What is unknown is how many people have been banned by more than one airline, because the companies apparently don't share their lists with each other.
• Bloomberg reports that "Peloton Interactive Inc. is preparing to launch a cheaper treadmill and a new high-end bike, while cutting the price of its existing bike to stoke demand as many gyms remain closed, according to people familiar with the matter.
"The new treadmill, called Tread, will cost less than $3,000, compared with $4,295 for the current model. It will also be smaller and have a cheaper belt design like most other treadmills on the market versus the current model’s slat design … The new stationary bike will be a premium offering called Bike+, and will likely cost more than the current $2,245 version. Peloton will then drop the price of the existing machine to less than $1,900, the people said."
The story points out that "the Covid-19 pandemic has boosted demand for Peloton’s products and services as consumers look for new ways to work out at home. Many gyms across the U.S. remain closed, giving the company a rare opportunity to lure new customers and subscribers. The stock has surged 178% this year."

• Source data:
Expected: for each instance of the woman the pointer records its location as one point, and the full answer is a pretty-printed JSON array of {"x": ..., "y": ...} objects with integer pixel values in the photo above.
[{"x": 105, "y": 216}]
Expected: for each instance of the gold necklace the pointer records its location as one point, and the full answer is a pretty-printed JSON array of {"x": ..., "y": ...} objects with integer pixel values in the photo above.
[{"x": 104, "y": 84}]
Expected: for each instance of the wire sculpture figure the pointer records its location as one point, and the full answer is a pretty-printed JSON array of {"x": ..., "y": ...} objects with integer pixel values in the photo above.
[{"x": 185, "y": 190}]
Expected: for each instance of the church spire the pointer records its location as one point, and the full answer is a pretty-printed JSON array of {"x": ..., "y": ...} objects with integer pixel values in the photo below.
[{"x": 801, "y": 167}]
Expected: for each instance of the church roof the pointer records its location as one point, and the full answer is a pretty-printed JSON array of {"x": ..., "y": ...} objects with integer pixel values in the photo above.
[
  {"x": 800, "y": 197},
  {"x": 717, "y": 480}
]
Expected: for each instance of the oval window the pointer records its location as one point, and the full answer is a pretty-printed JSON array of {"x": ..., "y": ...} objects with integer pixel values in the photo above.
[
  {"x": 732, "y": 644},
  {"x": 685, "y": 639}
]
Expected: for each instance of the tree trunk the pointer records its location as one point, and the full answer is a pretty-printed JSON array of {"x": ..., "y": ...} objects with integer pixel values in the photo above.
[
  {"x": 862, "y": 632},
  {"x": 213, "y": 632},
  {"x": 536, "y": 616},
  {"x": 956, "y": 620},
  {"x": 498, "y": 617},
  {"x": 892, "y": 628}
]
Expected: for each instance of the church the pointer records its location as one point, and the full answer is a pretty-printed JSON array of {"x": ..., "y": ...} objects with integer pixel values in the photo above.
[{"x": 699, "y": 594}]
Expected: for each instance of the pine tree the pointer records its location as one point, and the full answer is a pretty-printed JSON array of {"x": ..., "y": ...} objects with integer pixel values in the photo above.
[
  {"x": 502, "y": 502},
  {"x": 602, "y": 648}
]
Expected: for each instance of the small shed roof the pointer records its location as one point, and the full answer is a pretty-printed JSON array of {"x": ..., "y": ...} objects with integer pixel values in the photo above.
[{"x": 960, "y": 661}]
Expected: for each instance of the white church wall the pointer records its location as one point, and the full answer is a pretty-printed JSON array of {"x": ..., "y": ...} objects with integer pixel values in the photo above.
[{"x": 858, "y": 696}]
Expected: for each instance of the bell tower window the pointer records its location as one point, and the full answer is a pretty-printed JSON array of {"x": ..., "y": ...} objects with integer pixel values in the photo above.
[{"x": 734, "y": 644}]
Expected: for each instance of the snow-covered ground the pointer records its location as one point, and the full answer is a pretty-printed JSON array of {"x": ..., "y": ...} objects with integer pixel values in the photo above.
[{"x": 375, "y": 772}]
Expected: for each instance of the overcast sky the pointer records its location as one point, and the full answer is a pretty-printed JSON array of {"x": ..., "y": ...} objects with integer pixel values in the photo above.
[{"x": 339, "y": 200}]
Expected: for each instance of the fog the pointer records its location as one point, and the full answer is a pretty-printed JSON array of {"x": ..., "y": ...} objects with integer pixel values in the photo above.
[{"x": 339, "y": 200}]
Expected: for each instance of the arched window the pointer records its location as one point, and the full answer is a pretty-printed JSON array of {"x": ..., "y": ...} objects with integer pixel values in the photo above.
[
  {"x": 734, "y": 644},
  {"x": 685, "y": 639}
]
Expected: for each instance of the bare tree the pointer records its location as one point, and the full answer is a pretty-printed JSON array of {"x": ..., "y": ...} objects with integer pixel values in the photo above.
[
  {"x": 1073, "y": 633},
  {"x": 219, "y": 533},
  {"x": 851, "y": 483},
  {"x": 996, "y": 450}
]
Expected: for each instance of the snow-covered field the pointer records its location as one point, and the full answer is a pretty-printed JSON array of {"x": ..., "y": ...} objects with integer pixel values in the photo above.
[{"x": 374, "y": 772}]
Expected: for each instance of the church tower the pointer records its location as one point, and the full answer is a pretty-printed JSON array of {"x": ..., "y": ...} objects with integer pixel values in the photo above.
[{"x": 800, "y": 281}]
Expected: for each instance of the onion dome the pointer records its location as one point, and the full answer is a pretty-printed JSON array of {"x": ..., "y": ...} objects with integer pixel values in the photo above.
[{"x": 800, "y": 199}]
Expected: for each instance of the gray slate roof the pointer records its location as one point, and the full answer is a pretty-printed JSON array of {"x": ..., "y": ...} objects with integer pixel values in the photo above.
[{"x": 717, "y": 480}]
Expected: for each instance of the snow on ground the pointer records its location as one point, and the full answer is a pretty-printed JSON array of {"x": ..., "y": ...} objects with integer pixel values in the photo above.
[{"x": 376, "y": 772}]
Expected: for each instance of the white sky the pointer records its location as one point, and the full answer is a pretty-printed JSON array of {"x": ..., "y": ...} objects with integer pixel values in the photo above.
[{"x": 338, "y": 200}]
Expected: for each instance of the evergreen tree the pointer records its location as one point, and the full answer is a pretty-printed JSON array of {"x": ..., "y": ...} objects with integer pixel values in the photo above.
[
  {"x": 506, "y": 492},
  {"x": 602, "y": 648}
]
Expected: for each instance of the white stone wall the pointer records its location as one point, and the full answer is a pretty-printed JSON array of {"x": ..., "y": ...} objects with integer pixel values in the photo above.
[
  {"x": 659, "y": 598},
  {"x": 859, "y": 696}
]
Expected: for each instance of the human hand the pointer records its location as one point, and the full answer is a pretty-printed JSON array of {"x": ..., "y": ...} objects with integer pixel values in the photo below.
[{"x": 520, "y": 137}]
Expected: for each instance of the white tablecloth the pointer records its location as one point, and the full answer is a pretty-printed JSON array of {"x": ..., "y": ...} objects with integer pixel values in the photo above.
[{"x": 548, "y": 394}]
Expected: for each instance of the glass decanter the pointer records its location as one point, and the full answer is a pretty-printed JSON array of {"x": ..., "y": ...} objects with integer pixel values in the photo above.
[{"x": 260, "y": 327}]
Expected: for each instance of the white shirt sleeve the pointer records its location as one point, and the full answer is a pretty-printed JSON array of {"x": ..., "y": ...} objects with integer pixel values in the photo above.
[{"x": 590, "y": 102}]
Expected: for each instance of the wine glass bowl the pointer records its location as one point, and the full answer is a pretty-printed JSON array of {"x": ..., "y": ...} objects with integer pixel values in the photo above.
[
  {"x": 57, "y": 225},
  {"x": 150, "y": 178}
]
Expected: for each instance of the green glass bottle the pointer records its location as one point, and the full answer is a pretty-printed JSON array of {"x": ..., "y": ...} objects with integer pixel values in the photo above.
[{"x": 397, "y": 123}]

• Work task: From the news excerpt, reproduce word for word the part that opens with the words containing "What is unknown" and closes with "with the matter.".

• Response:
What is unknown is how many people have been banned by more than one airline, because the companies apparently don't share their lists with each other.
• Bloomberg reports that "Peloton Interactive Inc. is preparing to launch a cheaper treadmill and a new high-end bike, while cutting the price of its existing bike to stoke demand as many gyms remain closed, according to people familiar with the matter.